> **WHAT THE TASK ASKS**
Take the listing below and write it out again exactly, skipping any picture that it holds.
*** Opening GIVEN DATA ***
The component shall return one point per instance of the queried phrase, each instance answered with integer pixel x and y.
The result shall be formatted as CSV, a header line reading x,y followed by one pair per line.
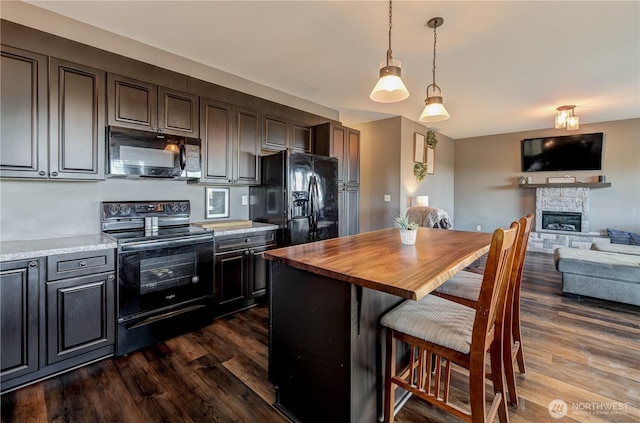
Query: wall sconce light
x,y
434,110
422,200
390,87
566,118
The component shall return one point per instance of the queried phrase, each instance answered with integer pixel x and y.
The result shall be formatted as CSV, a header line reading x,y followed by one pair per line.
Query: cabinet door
x,y
19,284
352,159
216,123
23,114
348,211
276,133
77,127
132,103
353,210
247,147
337,149
177,113
259,273
231,276
301,140
80,315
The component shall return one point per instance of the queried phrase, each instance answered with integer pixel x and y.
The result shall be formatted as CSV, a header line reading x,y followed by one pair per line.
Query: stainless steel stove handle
x,y
165,243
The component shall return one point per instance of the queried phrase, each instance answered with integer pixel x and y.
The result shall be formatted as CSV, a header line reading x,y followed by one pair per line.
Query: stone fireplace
x,y
562,219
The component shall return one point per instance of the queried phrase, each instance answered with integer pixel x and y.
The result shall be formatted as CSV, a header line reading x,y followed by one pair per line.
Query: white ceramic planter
x,y
408,237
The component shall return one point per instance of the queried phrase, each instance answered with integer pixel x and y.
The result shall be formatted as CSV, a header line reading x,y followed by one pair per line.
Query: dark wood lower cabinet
x,y
50,326
80,315
241,272
19,286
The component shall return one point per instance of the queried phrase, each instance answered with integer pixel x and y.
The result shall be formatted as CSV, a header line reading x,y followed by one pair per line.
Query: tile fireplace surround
x,y
561,199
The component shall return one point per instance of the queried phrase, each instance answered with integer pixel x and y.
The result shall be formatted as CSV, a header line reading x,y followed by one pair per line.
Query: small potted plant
x,y
408,230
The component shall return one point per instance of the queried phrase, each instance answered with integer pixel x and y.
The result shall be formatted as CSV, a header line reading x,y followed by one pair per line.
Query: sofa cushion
x,y
616,248
598,264
623,237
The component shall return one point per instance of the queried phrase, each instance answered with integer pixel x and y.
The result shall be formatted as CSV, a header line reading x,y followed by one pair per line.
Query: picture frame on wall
x,y
418,147
430,160
216,203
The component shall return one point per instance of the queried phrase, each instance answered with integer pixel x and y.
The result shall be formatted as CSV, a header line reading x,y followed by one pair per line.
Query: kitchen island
x,y
326,299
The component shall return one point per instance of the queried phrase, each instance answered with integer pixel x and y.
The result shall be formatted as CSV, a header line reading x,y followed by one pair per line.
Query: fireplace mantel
x,y
569,185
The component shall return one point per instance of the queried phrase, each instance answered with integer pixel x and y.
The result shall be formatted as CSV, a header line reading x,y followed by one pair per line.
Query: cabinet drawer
x,y
79,264
251,239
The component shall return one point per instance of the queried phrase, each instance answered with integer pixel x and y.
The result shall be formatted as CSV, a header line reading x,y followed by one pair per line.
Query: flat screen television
x,y
570,152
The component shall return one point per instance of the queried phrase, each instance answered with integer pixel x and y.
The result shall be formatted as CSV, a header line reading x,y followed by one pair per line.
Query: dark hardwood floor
x,y
584,352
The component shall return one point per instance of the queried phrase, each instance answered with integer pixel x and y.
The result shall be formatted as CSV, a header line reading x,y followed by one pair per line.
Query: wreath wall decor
x,y
419,171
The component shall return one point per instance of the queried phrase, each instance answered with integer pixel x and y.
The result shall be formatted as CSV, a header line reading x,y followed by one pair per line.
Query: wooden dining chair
x,y
464,288
445,332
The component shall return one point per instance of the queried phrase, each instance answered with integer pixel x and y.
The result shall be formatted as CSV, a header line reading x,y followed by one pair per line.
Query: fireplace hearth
x,y
562,221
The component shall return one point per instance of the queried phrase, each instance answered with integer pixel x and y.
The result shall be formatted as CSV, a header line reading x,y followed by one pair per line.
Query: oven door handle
x,y
166,243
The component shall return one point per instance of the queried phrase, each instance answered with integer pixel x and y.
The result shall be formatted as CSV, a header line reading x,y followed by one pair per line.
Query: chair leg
x,y
509,369
517,337
390,371
498,377
476,389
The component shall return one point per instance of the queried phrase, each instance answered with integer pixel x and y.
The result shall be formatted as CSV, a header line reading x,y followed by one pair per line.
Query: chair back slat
x,y
491,302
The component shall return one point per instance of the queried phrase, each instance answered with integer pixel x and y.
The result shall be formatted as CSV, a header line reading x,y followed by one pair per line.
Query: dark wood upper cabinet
*** Closing GIVEN DATA ***
> **WRITTEN REPLY**
The component shall return one point per instance of the queried phrase, each instance answered with integer pixel x and y.
The result shall be formatted as CSV, a header line reading x,y followed by one pair per line.
Query: wall sconce light
x,y
434,110
422,200
390,87
566,118
The component shall return one point per instance of the queried phrase, each instance answered with integer pixel x and y.
The result shall be formatted as CSV, a header line reading x,y followed by one pair per line.
Query: cabinet door
x,y
19,284
352,159
216,123
23,114
348,211
276,133
77,127
132,103
353,210
247,147
337,149
177,113
259,273
231,276
301,140
80,315
The component shall return one point per instance of the queried phrase, each instance answered with integer pixel x and y.
The result shall be formatted as CSV, a header line reading x,y followed by one pair per line.
Query: stainless steel stove handle
x,y
165,243
The component shall return one point per instance of the queried phrase, each instance answered with integer pixel x and y.
The result shall be formatted as CSV, a header line reading x,y followed by one pair per line.
Query: stone fireplace
x,y
562,219
The component shall return one point per instance of the queried phrase, each instance answered with integer pixel x and y.
The result shall be formatted as CSV, a header line reading x,y followed by one pair per line.
Query: white ceramic planter
x,y
408,237
The component shall return one point per instance of the queried phrase, each instance answered with integer pixel x and y.
The result shall be formatted as CSV, a header line reading x,y followed by one pair per line.
Query: dark wood lower cabinet
x,y
50,326
80,315
241,272
19,286
The component shall return one point per instance of the queried phrase, each instance answered with integer pixel x and y.
The result shall be formatted as CSV, a header line reading x,y followed by one pair per line.
Query: tile fireplace surround
x,y
561,199
The component shall return one point per instance of the queried phrase, each instance answered with integer pixel x and y.
The result shall be formatted as CSV, a header line reading x,y followed by one pair per line.
Query: small potted plant
x,y
408,230
The component shall return one point per instance of the queried phrase, each instance answered with integer pixel x and y.
The result shall be formatted as CSV, a header line reading x,y followed by one pair per line.
Query: sofa cushion
x,y
616,248
598,264
623,237
The component shall return one point per instance of the queried phrase, each instance answered with integer pixel x and y.
The result shall be formatted as CSV, a header line reading x,y followed by one pair per line.
Query: picture frame on wall
x,y
418,147
430,160
216,203
The component shall return one point per instance of the queried phrase, each instance answered with integer pixel x and y.
The result shall be formatted as CSV, a header line reading x,y followed by one pair per line.
Query: kitchen island
x,y
326,299
The component shall return one point per instance of the queried phrase, each instance answered with integer pixel x and y.
The result shall be formatted as CSV, a header line reading x,y followed by one pair per line.
Query: fireplace mantel
x,y
569,185
The component shall return one point per instance of the queried phrase, each instance answered with integer pixel x and y.
The result shall be formatted as CSV, a header line reading x,y followed by one pair per line.
Query: cabinet drawer
x,y
79,264
251,239
The component shall return one point per instance of the queried phrase, each instance answered with integer pixel x and y.
The result shall be formatted as CSV, a header line reading x,y followed by one pair per line.
Query: flat screen television
x,y
570,152
The component shall return one point per instance of the queried phrase, each instance answered with integer pixel x and y.
The result shall be formatted as CSV, a header line reading x,y followed by one pair per line.
Query: dark hardwood floor
x,y
584,352
The component shall return one point per instance of the queried phrase, each instance answered with integer pixel x and y.
The result shall be formatted as CSV, a header line reading x,y followed by one pair per line.
Query: wreath wall decor
x,y
419,171
The component shall return one point per instance of the queried phrase, each instance answered with integer pixel x and y.
The result shall be formatted as CSV, a header line reading x,y followed by one pair per line.
Query: wooden dining chair
x,y
464,288
445,332
The component shall return one point per instance of the queried phrase, each instance answered with integer pixel x and y.
The result shall be formatted as CSV, a header line reading x,y followed by one pair per line.
Query: fireplace hearth
x,y
562,221
The component shall return one point per instance of the queried phrase, each instance answered with integer pixel x and y.
The result shall be formatted as CSV, a header line reading x,y followed by one pair per line.
Query: oven door handle
x,y
166,243
The component shall return one point per instance of the queried phrase, each instance answered with integer pixel x and y.
The result shall be formatted as CSV, a header line reading x,y followed by one pair per line.
Query: chair leg
x,y
509,369
517,337
390,371
498,377
476,389
The component shall return one point per instance of the queried phrase, each instance answered with integer pixel x and y.
The result shall be formatted as CSV, a header line reading x,y followed by one pair per line.
Query: chair back slat
x,y
491,302
The component shall return one point per instance of the queried phrase, each instance answered with integer pixel x and y.
The result shall be formatted as CSV, a header line reading x,y followed by one pair per line.
Query: dark wood upper cabinet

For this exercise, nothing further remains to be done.